[Information given Boundary: Start]
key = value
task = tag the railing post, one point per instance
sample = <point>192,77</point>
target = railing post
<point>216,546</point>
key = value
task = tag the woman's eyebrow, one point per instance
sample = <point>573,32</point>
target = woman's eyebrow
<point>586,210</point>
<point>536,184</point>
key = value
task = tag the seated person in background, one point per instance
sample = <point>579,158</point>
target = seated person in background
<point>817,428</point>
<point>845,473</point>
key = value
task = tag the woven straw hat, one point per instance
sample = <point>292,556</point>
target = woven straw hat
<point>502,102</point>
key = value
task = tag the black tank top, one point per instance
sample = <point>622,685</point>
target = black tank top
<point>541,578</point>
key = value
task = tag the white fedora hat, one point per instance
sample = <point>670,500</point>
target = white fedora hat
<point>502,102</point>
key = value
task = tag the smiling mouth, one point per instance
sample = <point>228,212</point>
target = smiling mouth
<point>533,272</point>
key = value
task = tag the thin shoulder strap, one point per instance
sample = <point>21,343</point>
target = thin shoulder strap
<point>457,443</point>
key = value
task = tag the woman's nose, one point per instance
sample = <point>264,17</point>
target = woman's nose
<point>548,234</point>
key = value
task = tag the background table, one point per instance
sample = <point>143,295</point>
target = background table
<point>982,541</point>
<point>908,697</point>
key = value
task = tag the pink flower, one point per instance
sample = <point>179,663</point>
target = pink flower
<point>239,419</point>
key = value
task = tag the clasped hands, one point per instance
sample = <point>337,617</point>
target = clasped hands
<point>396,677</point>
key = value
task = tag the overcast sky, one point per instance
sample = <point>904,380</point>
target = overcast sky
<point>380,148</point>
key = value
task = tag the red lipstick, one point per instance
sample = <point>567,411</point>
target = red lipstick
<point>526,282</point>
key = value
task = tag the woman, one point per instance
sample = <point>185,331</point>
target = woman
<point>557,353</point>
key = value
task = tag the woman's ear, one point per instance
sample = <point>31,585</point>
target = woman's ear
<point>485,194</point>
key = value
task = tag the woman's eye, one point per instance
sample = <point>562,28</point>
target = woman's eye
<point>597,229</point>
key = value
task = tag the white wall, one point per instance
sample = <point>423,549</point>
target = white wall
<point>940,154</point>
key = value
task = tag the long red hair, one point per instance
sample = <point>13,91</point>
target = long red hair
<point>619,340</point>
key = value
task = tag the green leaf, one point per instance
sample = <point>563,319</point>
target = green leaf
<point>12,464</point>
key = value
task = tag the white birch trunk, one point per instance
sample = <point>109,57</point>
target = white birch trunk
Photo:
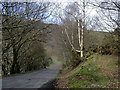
<point>78,25</point>
<point>83,28</point>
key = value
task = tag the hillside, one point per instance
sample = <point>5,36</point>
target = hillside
<point>99,72</point>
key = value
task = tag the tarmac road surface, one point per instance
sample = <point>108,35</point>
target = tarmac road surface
<point>30,80</point>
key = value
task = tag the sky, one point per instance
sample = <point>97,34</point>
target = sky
<point>91,11</point>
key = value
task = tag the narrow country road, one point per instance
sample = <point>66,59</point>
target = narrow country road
<point>30,80</point>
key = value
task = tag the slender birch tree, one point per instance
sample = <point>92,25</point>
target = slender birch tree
<point>83,25</point>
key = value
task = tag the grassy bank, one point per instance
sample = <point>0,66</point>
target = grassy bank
<point>99,72</point>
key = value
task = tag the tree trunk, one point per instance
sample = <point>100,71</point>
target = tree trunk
<point>83,28</point>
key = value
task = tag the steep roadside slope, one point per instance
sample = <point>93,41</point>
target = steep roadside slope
<point>99,72</point>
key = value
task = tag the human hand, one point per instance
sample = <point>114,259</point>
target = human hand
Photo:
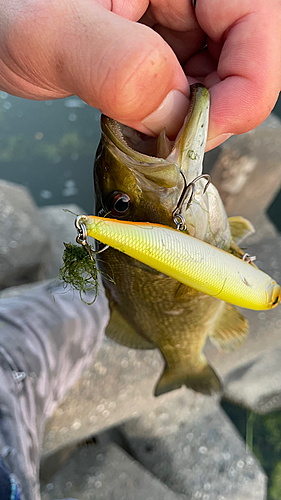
<point>56,48</point>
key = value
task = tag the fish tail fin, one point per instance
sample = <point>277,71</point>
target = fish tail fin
<point>202,379</point>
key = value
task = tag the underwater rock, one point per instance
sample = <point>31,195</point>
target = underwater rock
<point>104,472</point>
<point>195,450</point>
<point>184,448</point>
<point>24,248</point>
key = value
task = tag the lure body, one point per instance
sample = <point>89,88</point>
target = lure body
<point>190,261</point>
<point>141,179</point>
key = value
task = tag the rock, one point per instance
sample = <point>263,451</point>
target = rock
<point>195,450</point>
<point>24,249</point>
<point>117,385</point>
<point>103,472</point>
<point>58,224</point>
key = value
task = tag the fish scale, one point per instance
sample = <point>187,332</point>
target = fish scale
<point>150,309</point>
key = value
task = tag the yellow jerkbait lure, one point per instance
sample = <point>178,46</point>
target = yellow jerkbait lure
<point>189,260</point>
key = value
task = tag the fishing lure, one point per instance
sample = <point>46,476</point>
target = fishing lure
<point>189,260</point>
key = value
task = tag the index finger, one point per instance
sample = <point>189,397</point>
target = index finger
<point>247,82</point>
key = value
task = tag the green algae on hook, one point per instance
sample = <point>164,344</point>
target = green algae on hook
<point>79,270</point>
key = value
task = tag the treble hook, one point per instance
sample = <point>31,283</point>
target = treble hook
<point>82,235</point>
<point>177,215</point>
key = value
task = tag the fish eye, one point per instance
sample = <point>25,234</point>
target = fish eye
<point>120,204</point>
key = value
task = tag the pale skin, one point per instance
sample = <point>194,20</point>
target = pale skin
<point>97,50</point>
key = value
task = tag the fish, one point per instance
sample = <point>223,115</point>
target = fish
<point>142,179</point>
<point>191,261</point>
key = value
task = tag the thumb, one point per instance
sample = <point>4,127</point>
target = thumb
<point>127,71</point>
<point>124,68</point>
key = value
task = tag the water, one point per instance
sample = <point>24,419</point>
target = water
<point>49,147</point>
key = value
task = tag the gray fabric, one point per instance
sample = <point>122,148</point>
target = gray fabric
<point>45,343</point>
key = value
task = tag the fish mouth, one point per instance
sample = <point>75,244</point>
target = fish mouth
<point>188,147</point>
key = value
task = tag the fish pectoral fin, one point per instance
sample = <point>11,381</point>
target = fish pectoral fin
<point>229,329</point>
<point>202,378</point>
<point>240,228</point>
<point>119,330</point>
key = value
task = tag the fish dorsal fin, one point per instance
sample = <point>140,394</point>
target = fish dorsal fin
<point>164,145</point>
<point>240,228</point>
<point>119,330</point>
<point>229,328</point>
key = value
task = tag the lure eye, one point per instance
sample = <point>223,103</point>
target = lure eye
<point>120,204</point>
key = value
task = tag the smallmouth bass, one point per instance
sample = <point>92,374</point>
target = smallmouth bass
<point>138,178</point>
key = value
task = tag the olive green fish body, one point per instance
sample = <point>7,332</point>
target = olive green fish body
<point>139,179</point>
<point>163,314</point>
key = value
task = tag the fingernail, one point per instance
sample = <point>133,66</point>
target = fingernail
<point>216,141</point>
<point>170,114</point>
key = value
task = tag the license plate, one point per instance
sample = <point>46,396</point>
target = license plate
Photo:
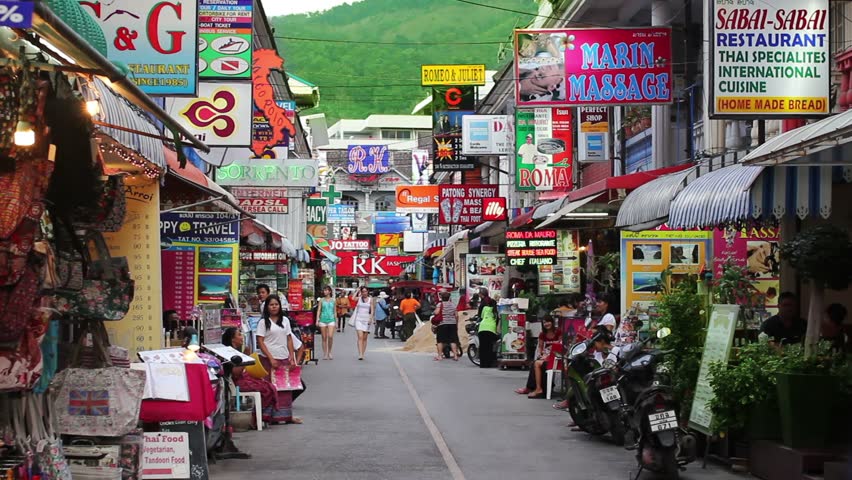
<point>610,394</point>
<point>662,421</point>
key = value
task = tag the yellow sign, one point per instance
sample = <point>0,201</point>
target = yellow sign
<point>453,75</point>
<point>139,241</point>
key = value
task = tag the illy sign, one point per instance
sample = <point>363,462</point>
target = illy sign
<point>494,209</point>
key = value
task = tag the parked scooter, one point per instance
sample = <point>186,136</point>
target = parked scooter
<point>650,412</point>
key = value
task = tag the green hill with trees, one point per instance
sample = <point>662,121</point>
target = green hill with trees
<point>357,79</point>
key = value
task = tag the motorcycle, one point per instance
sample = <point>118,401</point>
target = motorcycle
<point>650,412</point>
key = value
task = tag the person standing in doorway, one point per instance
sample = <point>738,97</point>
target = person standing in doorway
<point>326,318</point>
<point>363,316</point>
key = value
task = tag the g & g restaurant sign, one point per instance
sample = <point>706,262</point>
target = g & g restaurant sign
<point>266,173</point>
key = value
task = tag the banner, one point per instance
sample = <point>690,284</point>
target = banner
<point>417,198</point>
<point>224,43</point>
<point>463,204</point>
<point>213,240</point>
<point>486,135</point>
<point>139,241</point>
<point>220,116</point>
<point>431,75</point>
<point>593,134</point>
<point>595,66</point>
<point>156,40</point>
<point>544,140</point>
<point>770,59</point>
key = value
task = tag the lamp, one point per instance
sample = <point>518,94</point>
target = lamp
<point>24,134</point>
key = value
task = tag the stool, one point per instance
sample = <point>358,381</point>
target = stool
<point>258,415</point>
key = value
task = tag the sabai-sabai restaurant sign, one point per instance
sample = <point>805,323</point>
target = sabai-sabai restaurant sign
<point>770,58</point>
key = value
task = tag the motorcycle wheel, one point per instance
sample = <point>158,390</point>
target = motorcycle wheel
<point>473,354</point>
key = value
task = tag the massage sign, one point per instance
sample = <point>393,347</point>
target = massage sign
<point>535,248</point>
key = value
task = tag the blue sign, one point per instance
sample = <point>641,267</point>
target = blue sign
<point>16,14</point>
<point>368,159</point>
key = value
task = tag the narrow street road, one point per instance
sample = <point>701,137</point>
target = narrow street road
<point>399,415</point>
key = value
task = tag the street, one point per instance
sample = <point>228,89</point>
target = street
<point>403,415</point>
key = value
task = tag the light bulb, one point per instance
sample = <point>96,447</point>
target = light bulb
[Information given Boundary: End]
▶ Action item: Beginning at the opening line of the data, transcribe each line exactly until you reach the line with "sample = <point>579,158</point>", which you also include, and go no further.

▶ Your solution:
key = value
task = tag the railing post, one point per instance
sample = <point>192,77</point>
target = railing post
<point>216,546</point>
key = value
task = tag the woman's eyebrow, one point per instance
sample = <point>573,32</point>
target = woman's eyebrow
<point>586,210</point>
<point>536,184</point>
key = value
task = tag the seated person in background, one point per instance
sample = <point>579,158</point>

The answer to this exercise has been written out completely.